__What is needed__.
Write out each record below exactly as it appears, with no pictures.

__Listed records__.
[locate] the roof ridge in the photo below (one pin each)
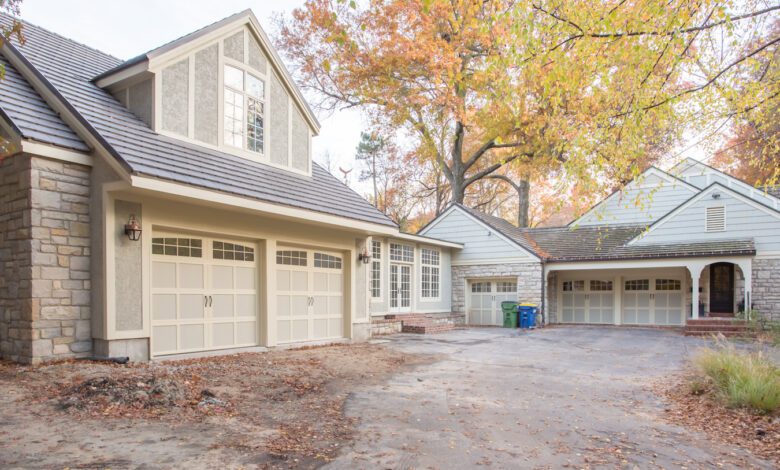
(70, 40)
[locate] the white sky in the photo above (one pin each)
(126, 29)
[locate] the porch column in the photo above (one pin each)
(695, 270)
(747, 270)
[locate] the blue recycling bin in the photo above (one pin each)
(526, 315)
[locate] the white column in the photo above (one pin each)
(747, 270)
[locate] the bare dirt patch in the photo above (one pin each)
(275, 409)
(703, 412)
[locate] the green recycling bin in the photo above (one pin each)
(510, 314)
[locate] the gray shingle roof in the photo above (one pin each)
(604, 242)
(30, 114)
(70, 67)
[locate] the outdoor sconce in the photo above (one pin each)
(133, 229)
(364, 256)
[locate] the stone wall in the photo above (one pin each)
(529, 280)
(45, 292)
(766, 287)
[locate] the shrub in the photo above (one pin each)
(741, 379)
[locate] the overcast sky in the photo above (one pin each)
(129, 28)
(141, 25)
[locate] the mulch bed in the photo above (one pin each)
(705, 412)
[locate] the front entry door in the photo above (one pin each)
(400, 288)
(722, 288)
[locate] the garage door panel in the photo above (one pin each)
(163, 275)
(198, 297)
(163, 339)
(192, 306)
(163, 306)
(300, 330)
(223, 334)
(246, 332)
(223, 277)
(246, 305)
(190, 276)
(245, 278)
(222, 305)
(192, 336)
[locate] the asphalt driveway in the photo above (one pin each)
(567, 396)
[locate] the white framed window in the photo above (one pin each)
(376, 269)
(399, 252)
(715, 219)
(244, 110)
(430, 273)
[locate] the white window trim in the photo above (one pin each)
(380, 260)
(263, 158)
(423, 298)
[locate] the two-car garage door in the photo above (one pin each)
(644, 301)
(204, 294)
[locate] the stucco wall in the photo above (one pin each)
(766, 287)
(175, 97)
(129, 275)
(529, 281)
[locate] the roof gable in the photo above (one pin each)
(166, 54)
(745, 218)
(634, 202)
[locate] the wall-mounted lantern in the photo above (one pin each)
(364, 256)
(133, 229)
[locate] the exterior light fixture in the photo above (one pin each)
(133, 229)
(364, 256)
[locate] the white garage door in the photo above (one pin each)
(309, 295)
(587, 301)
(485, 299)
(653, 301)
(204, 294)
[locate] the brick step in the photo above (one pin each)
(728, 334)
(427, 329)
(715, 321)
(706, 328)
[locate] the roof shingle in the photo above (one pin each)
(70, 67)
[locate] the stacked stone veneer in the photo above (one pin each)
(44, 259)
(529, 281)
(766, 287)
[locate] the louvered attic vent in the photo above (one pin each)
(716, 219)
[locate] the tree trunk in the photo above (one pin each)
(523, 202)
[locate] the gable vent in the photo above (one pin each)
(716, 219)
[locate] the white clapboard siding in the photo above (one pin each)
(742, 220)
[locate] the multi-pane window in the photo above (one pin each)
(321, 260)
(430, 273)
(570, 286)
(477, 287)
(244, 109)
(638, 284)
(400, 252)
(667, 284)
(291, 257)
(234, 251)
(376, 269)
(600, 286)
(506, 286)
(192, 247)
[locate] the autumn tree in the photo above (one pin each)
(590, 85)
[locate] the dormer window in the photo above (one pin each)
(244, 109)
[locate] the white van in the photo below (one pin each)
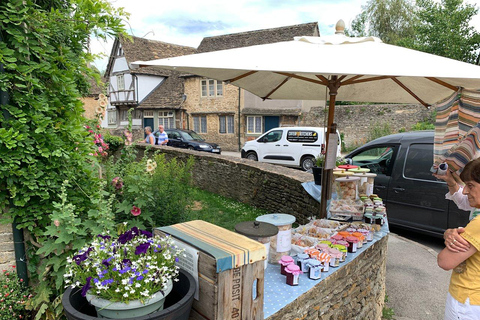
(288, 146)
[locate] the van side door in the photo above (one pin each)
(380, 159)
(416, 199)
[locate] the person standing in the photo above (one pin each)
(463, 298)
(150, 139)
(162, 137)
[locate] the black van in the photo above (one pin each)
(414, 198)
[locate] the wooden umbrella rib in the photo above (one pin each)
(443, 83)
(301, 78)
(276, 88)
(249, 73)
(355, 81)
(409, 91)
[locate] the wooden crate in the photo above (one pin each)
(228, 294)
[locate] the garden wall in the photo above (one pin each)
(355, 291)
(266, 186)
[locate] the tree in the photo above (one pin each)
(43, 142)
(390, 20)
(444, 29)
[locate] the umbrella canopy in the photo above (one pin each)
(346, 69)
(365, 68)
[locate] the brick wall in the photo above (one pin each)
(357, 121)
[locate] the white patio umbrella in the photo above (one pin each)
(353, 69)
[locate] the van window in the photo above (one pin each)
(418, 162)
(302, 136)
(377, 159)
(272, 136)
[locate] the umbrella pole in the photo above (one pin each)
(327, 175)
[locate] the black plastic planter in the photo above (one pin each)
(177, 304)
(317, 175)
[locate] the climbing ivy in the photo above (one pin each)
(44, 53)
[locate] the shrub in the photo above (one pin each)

__Response below__.
[locate] the roof ridge in the photo below (one pin each)
(70, 40)
[locate] the white sky in the photo above (one pin each)
(126, 29)
[locate] the porch column in the photo above (one pin each)
(695, 270)
(747, 270)
[locate] the blue recycling bin in the photo above (one pin each)
(526, 315)
[locate] the white column in the photo above (one pin each)
(747, 270)
[locate] the bare dirt patch in the photo above (one pin each)
(275, 409)
(703, 412)
[locate] the green recycling bin in the photo above (one pin each)
(510, 314)
[locate] the gray shingle roof in the photo above (one pin each)
(604, 242)
(30, 114)
(70, 67)
[locate] the outdoor sconce in the photo above (one pin each)
(133, 229)
(364, 256)
[locate] the stone wall in the photo above (one pin each)
(529, 280)
(45, 292)
(766, 287)
[locate] the shrub in the photo above (one pin each)
(741, 379)
[locate] the overcast sky in the photo above (one pin each)
(129, 28)
(141, 25)
[locate] the mulch bed in the photo above (one pin each)
(705, 412)
[locate] the front entry door in the photo above (one pin each)
(400, 288)
(722, 288)
[locate] the garage door panel in the photo above (one pin each)
(163, 275)
(198, 297)
(163, 339)
(192, 306)
(163, 306)
(300, 330)
(223, 334)
(246, 332)
(223, 277)
(246, 305)
(190, 276)
(245, 278)
(222, 305)
(192, 336)
[locate] the asphalt driveway in the photo above (one pin each)
(567, 396)
[locate] the white framed window in the photo above (one pin each)
(376, 269)
(399, 252)
(715, 219)
(244, 110)
(430, 273)
[locate] the white window trim in the photo above (one pin each)
(380, 260)
(263, 158)
(423, 298)
[locate] the two-car garage door in the photo above (one pin each)
(644, 301)
(204, 294)
[locate] the stucco wall in the photo above (one pin each)
(766, 287)
(175, 97)
(129, 275)
(529, 281)
[locate] the roof gable in the photo above (one pin each)
(166, 54)
(745, 218)
(634, 202)
[locate] the wall-mounted lantern in the photo above (one pin each)
(364, 256)
(133, 229)
[locate] the exterior light fixture in the photo above (one pin each)
(133, 229)
(364, 256)
[locate] the white garage door in the photo above (one pin each)
(309, 295)
(587, 301)
(485, 299)
(653, 301)
(204, 294)
[locate] the brick step in the photo above (one pin each)
(728, 334)
(427, 329)
(715, 321)
(706, 328)
[locate] the roof shingle in the photo above (one pin each)
(70, 67)
[locate] the stacked stone veneer in the photo above (one pin each)
(44, 259)
(529, 281)
(766, 287)
[locate] the louvered attic vent in the photo above (one pin each)
(716, 219)
[locate] the tree trunk in the photo above (one pin each)
(523, 202)
[locate] the gable vent in the photo above (one pin each)
(716, 219)
[locate] the white clapboard siding in the photo above (one pin each)
(742, 220)
[locate] the multi-pane window in the photo above (one pin each)
(321, 260)
(430, 273)
(570, 286)
(477, 287)
(244, 109)
(638, 284)
(400, 252)
(667, 284)
(291, 257)
(234, 251)
(376, 269)
(600, 286)
(506, 286)
(192, 247)
[locate] the autumn tree in the photo above (one pin each)
(590, 85)
[locate] the dormer window in the photo above (one pin each)
(244, 109)
[locate] the white van in the photo below (one pin each)
(288, 146)
[locate] the van side door in the photo above (one pin each)
(380, 159)
(416, 199)
[locate] the person standing in the photo above (one pin each)
(463, 298)
(150, 139)
(162, 137)
[locate] the black van in the photo above (one pin each)
(414, 198)
[locate] the wooden umbrella rib in the photo above (one pin each)
(443, 83)
(301, 78)
(276, 88)
(249, 73)
(355, 81)
(409, 91)
[locate] the wooden crate in the photo above (one pin each)
(228, 294)
[locate] the garden wall in the photo above (one pin each)
(355, 291)
(266, 186)
[locate] the tree in the photo above (one pin each)
(43, 142)
(390, 20)
(444, 29)
[locate] the umbrella canopy in the photo above (one pin each)
(346, 69)
(365, 68)
[locate] the brick wall in the photo above (one pin each)
(357, 121)
[locate] the white patio umbrella in the photo above (one pin each)
(353, 69)
[locate] the van window in the photo above (one pin each)
(418, 162)
(302, 136)
(377, 159)
(272, 136)
[locate] the umbrella pole in the photo above (one pin each)
(327, 175)
[locate] the black plastic planter in the photo above (one pin each)
(177, 304)
(317, 175)
[locate] the climbing ivy in the photo above (one pin each)
(44, 53)
[locate] the shrub in the photo above (one pin each)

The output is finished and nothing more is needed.